Work to do: Replace "screenshot" with "image" in the entries from the line with "Annotate short dark" up to and including the line with "61, 57, 75, 69", and give back only those lines with nothing else changed.

++++ Records shown

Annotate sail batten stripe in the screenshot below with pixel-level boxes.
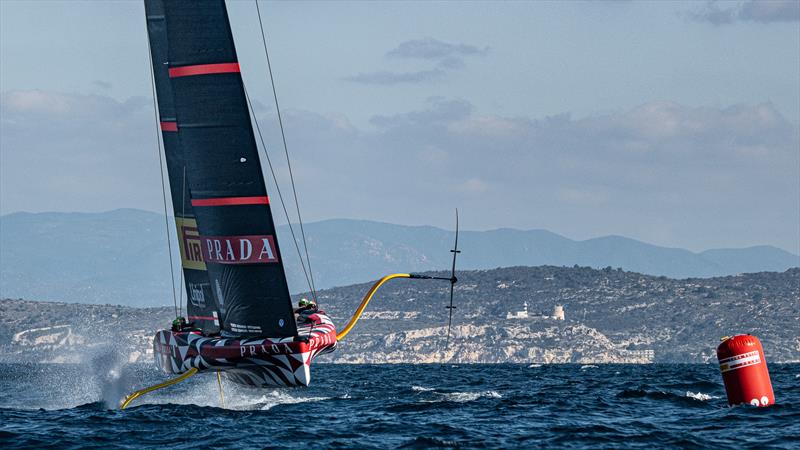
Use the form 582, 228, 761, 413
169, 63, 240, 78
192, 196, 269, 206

++++++++
++++ Records shown

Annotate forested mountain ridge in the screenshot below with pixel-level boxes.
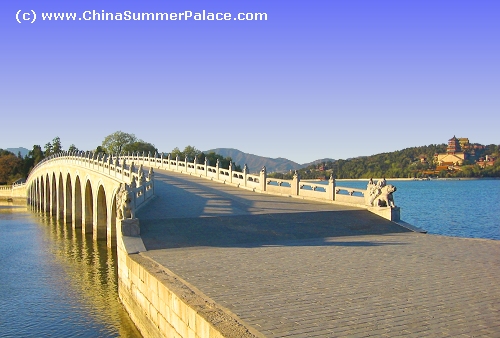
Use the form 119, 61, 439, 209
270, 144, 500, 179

++++++++
++++ Records shown

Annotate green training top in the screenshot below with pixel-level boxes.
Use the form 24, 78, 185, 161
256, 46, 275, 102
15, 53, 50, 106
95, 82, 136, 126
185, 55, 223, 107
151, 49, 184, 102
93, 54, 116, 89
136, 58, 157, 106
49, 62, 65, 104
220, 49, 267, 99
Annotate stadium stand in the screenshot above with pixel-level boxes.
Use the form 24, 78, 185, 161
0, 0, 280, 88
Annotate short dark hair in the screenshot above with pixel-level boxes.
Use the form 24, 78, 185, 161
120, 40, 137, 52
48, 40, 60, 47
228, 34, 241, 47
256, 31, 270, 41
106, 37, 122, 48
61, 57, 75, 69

++++++++

Result of the task:
Annotate short dark hair in the image above with pixel-level boxes.
Use the form 24, 78, 185, 161
120, 40, 137, 52
48, 40, 60, 47
228, 34, 241, 47
256, 31, 270, 41
106, 37, 122, 48
61, 57, 75, 69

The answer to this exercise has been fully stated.